═══ Text passage
How are leading global postal operators responding to challenges of disappearing mail volumes?

Postal operators revenue share by activity

Mail volumes are falling worldwide, mainly due to e-substitution: the trend for things that were formerly done on paper to shift online. This is a major issue for postal operators around the world, and they are adopting a range of strategies, diversifying into different lines of business, in order to grow in the face of this adverse trend.

Although local regulatory and market conditions and the ownership structures of the individual operators have an important bearing, there are some common themes. The most obvious of these is parcel delivery, which is both closely related to mail and, thanks to online retail, a growing business.
══════
- Challenge 1:
Retype the rows word for word, starting with the line that contains "Put a marker on each instance of the wheel" and continuing through the last line of the rows.
═══ Records for this task
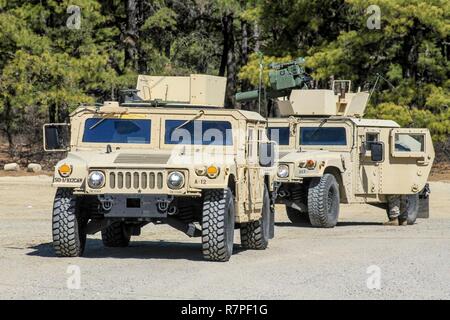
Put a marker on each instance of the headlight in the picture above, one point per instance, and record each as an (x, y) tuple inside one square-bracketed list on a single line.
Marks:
[(283, 171), (212, 171), (65, 170), (96, 179), (310, 164), (175, 180)]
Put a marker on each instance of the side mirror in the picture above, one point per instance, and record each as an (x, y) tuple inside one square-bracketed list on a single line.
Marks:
[(267, 154), (377, 151), (56, 137)]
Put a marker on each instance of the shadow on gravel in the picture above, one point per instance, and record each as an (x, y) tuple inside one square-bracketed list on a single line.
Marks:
[(340, 224), (136, 250)]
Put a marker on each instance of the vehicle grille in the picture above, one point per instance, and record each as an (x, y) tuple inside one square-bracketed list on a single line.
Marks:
[(142, 180)]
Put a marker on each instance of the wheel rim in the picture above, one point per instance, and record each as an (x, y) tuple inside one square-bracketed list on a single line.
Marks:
[(330, 200)]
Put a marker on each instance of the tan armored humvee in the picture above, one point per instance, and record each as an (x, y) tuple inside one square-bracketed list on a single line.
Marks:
[(170, 153), (330, 155)]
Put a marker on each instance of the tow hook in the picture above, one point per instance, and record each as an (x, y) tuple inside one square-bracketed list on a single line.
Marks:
══════
- Challenge 2:
Answer these questions from the passage on postal operators:
(a) What does the passage name as the main reason mail volumes are falling worldwide?
(b) Which common theme does the passage call the most obvious?
(c) What does the passage say makes that theme a growing business?

- Exercise answer 1:
Put a marker on each instance of the wheel rim in the picture above, one point per instance, and record each as an (x, y) tuple inside one square-bracketed list on a single line.
Marks:
[(330, 200)]
Put a marker on each instance of the tan armored humvee in the picture above, one point per instance, and record each as an (x, y) tuple inside one square-bracketed list on a single line.
Marks:
[(170, 153), (330, 155)]
Put a marker on each instance of the tow hook in the picture above, one point per instance, and record each as an (x, y) tuple inside one square-bracketed list on a single line.
Marks:

- Exercise answer 2:
(a) E-substitution, the trend for things formerly done on paper to shift online.
(b) Parcel delivery.
(c) Online retail.